_Il tuo obiettivo_: Prosegui il testo qui sotto sulle donne con mutazione BRCA, riprendendo subito dopo la sua ultima frase.

_Brano fornito_:
══════
Il tumore al seno non spenga la speranza
Storie di donne con mutazione genetica. La loro lotta contro il tumore e la gioia della maternità

Un tumore al seno non deve spegnere la speranza. Ne sanno qualcosa le partecipanti al congresso del II Gruppo di Lavoro di aBRCAdaBRA onlus, l’associazione nazionale che rappresenta le persone con mutazione genetica BRCA e i diritti delle donne predisposte al tumore al seno e all’ovaio.
C’era chi, come Nadine, ha ricordato la sua dolosa scelta di curarsi rinunciando a una nuova vita. E lo stupore quando quella vita stessa è stata talmente tenace da bussare di nuovo finita la chemioterapia. L’esito di una scelta sofferta ma meditata e consapevole che ha generato un buffo neonato con un ciuffetto nero ribelle sulla fronte.
C’era Valentina, sorpresa dal cancro a 26 anni con due figli: dopo le cure ne avrà ben altri 3.
C’era Ilaria che non si è mai ammalata ma ha perso tutte le donne della sua famiglia a causa della mutazione BRCA di cui lei stessa è portatrice. Mentre la madre stava morendo lei si sottoponeva a mastectomia preventiva e dopo 2 anni partecipa ai lavori congressuali, con un figlio di 40 giorni e una compagna che presenta al pubblico. L’ultimo step sarà l’asportazione delle ovaie.
C’era Ornella che ha intercettato il cancro allo scoccare dei 30 anni grazie ad assidui controlli autogestiti. La conferma della mutazione BRCA le consente di optare, risolutamente, per la mastectomia bilaterale. Poi la chemio, la perdita dei lunghi capelli e di una protesi. Un giorno, al termine delle cure, teme un tumore ginecologico che si rivela un feto cresciutello, riempendo i suoi occhi di lacrime di sorpresa.
C’era Marika, a cui il cancro-tsunami è insorto a 22 anni durante l’università.
══════
_Materiale fornito_:

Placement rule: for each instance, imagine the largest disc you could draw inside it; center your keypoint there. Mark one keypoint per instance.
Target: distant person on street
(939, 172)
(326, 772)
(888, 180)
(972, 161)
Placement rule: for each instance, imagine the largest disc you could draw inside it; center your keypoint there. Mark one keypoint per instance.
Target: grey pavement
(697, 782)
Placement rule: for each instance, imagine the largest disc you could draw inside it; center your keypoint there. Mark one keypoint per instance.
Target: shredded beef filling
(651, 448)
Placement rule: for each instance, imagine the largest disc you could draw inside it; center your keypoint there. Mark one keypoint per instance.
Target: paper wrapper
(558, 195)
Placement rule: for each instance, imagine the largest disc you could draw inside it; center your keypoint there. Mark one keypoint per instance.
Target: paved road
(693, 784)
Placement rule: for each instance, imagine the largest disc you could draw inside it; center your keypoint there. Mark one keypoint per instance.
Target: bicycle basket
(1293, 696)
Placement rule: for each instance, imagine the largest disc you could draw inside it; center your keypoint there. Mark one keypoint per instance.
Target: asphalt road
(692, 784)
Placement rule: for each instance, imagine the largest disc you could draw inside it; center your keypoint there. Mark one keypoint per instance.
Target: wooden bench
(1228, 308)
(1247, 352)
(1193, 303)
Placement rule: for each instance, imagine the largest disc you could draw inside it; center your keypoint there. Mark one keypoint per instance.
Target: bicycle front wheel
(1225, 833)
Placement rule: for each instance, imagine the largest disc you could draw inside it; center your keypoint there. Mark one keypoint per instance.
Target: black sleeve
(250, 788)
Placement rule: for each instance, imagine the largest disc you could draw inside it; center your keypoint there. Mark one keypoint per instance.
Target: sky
══════
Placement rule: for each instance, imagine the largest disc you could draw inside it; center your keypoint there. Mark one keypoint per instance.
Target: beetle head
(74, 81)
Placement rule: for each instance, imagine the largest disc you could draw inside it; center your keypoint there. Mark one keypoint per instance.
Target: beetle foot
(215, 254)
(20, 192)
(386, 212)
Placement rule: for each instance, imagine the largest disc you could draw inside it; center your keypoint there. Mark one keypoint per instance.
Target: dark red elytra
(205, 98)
══════
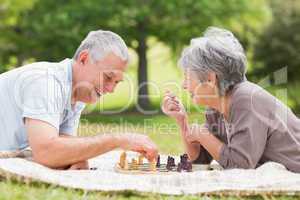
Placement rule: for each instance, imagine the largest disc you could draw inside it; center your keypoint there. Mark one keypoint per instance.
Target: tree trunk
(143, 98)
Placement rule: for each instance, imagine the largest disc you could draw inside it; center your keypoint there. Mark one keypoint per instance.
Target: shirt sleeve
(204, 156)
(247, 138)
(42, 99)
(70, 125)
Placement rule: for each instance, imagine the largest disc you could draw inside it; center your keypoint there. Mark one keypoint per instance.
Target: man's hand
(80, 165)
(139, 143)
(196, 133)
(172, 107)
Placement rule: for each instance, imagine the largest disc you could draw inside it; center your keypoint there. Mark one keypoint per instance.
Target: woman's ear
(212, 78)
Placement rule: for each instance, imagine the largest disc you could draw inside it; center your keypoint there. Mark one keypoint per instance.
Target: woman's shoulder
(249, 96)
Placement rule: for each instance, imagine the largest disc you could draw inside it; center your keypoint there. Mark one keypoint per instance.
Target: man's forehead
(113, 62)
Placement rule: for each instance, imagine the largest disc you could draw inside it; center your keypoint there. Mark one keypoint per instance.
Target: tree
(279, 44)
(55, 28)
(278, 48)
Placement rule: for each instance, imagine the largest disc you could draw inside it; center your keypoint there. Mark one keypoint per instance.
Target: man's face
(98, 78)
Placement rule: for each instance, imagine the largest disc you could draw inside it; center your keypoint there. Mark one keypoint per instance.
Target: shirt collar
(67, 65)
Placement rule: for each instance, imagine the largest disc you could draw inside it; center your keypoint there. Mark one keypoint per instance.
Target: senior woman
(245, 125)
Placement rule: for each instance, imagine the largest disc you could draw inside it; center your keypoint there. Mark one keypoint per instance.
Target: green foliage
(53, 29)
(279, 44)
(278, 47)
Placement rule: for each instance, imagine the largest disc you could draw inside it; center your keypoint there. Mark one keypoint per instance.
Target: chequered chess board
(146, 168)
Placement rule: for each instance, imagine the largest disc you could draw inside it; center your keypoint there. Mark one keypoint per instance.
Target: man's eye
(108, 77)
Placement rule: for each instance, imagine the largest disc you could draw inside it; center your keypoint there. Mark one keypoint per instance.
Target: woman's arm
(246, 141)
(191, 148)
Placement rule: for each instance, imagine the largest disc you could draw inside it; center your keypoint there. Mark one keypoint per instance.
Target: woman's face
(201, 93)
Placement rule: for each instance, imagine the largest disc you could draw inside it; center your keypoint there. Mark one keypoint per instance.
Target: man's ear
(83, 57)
══════
_Area di risposta_:
C’era Valeria, alla seconda figlia dopo il cancro, che racconta dell’amica Piera che lotta per avere un figlio in adozione negato a causa del cancro.
C’era Rossella che scopre il cancro durante un’ecografia al primo mese. Un beffa di fronte alla quale si è dilaniata tra istinti potenti e conflittuali. Poi la scelta di farsi operare ed eventualmente dilazionare le cure di qualche settimana, a cui segue un aborto spontaneo. Al termine del percorso oncologico, con l’ok dell’oncologo, ci riprova a 40 anni senza troppe speranza. Il primo tentativo si traduce in una pupattola vezzosa che gorgheggia una specie di inno alla gioia.
E infine c’era Sara che non se l’è sentita di parlare. Il cancro l’ha sorpresa a 27 anni poco dopo aver dato alla luce la piccina bionda. Tardivamente altri sanitari la sottopongano al test genetico, cui risulta positiva sia lei che la madre. Quest’ultima riceve l’esito e contemporaneamente una diagnosi di tumore ovarico: non ha avuto l’informazione in tempo per asportare preventivamente organi ormai dormienti in menopausa. Madre e figlia oggi sono in IV stadio: metastasi.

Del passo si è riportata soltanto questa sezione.